● THE TASK
Nothing in the entries may be altered; copy them all exactly.

··· RAW DATA

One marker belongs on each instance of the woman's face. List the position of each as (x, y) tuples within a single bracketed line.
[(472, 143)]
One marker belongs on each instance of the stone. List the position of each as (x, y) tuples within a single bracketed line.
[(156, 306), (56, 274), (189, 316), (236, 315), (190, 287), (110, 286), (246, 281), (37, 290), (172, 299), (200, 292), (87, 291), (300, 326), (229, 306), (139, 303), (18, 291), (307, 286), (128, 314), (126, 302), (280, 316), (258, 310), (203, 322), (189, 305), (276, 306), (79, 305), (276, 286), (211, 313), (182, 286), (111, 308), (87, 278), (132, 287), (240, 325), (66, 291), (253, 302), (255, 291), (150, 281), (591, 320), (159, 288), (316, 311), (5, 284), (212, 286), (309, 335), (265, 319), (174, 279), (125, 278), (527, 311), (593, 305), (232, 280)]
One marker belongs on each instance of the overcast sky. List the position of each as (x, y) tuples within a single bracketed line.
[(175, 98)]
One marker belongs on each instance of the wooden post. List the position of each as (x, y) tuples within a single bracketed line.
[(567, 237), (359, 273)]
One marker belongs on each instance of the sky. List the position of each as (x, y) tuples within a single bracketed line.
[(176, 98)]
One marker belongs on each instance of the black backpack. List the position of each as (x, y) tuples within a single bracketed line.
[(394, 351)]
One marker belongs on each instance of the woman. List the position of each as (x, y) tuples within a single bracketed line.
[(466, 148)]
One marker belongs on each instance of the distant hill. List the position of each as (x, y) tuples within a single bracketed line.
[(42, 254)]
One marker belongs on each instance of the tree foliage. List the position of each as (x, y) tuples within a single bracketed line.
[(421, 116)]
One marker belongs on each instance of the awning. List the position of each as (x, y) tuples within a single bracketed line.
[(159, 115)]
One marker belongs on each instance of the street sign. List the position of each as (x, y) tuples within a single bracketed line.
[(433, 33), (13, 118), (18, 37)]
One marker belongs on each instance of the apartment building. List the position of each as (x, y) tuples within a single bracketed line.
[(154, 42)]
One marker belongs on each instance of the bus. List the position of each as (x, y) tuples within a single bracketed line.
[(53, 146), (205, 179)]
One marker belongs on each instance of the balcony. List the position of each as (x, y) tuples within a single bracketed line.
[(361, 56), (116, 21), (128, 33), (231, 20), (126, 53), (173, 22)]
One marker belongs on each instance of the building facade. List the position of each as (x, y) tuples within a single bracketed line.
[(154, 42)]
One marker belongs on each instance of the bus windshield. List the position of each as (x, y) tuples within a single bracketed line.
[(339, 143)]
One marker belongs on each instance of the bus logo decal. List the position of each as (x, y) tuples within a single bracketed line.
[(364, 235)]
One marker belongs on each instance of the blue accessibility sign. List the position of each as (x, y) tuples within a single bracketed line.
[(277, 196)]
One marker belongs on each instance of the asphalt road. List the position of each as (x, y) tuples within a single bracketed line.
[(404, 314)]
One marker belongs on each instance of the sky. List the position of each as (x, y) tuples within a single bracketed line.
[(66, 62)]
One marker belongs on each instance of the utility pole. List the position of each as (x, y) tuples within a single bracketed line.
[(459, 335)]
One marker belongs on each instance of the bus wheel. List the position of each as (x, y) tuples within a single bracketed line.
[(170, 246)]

······

● ANSWER FOR THIS EXERCISE
One marker belongs on each instance of the woman's face. List the position of each as (x, y) tuples within a single bracketed line.
[(472, 143)]
One marker belongs on each instance of the stone. List the position of each as (x, y) tuples within a single bracketed line.
[(156, 306), (56, 274), (189, 316), (236, 315), (190, 287), (110, 286), (246, 281), (37, 290), (172, 299), (200, 292), (87, 291), (300, 326), (229, 306), (139, 303), (18, 291), (307, 286), (128, 314), (126, 302), (280, 316), (258, 310), (203, 322), (189, 305), (276, 306), (79, 305), (276, 286), (211, 313), (182, 286), (111, 308), (87, 278), (132, 287), (240, 325), (66, 291), (253, 302), (255, 291), (150, 281), (591, 320), (159, 288), (316, 311), (5, 284), (212, 286), (309, 335), (265, 319), (174, 279), (125, 278), (527, 311), (593, 305), (232, 280)]
One marker belongs on each instance of the overcast sky. List the position of each as (x, y) tuples within a single bracketed line.
[(175, 98)]
One marker belongs on each instance of the wooden post. List the position of each as (x, y) tuples within a single bracketed line.
[(567, 237), (359, 273)]
One marker belongs on each instance of the sky. List the position of each as (x, y) tuples within a single bracketed line.
[(176, 98)]
One marker belongs on each instance of the black backpack. List the position of each as (x, y) tuples within a single bracketed line.
[(394, 351)]
One marker belongs on each instance of the woman. List the position of each as (x, y) tuples within a single bracketed line.
[(466, 148)]
One marker belongs on each instance of the distant hill. List the position of each as (x, y) tuples within a single bracketed line.
[(42, 254)]
One marker belongs on each instance of the tree foliage. List the position of each as (x, y) tuples within a single bracketed line.
[(421, 116)]
One marker belongs on each instance of the awning. List the position of each as (x, y) tuples within a single bracketed line.
[(159, 115)]
One marker belongs on each instance of the street sign. List the position of each as (x, y) tuples within a single bracketed line.
[(433, 33), (13, 118), (18, 37)]
One marker belongs on each instance of the apartment building. List the position of each as (x, y) tuples within a single bracketed line.
[(154, 42)]
One marker belongs on each instance of the bus. List the position of each as (x, y) tuples within a single bracketed line.
[(53, 146), (205, 179)]
One marker belongs on each instance of the balcony. List the position of each as (x, y) tuples within a single bracketed line.
[(361, 56), (116, 21), (128, 33), (231, 20), (126, 53), (173, 22)]
One marker belongs on each instance of the building facade. List the position of each as (x, y) tuples within a single bracketed line.
[(154, 42)]
One marker belongs on each instance of the bus windshield. List the position of each as (x, y) tuples within a single bracketed line.
[(339, 143)]
One marker belongs on each instance of the bus logo decal. List the position of each as (x, y) tuples within a single bracketed line.
[(364, 235)]
One marker belongs on each instance of the blue accessibility sign. List the position of each as (x, y) tuples within a single bracketed line.
[(277, 196)]
One marker belongs on each instance of the asphalt road. List the position of each as (x, y) tuples within a single bracketed line.
[(404, 314)]
One marker belongs on each instance of the sky. List the position of each as (x, y) tuples within a single bracketed line.
[(66, 62)]
One marker belongs on each instance of the utility pole. List the position of each as (x, y) tuples within a single bracketed line.
[(459, 335)]
One marker belongs on each instance of the bus wheel. List the position of each as (x, y) tuples within a single bracketed line.
[(170, 246)]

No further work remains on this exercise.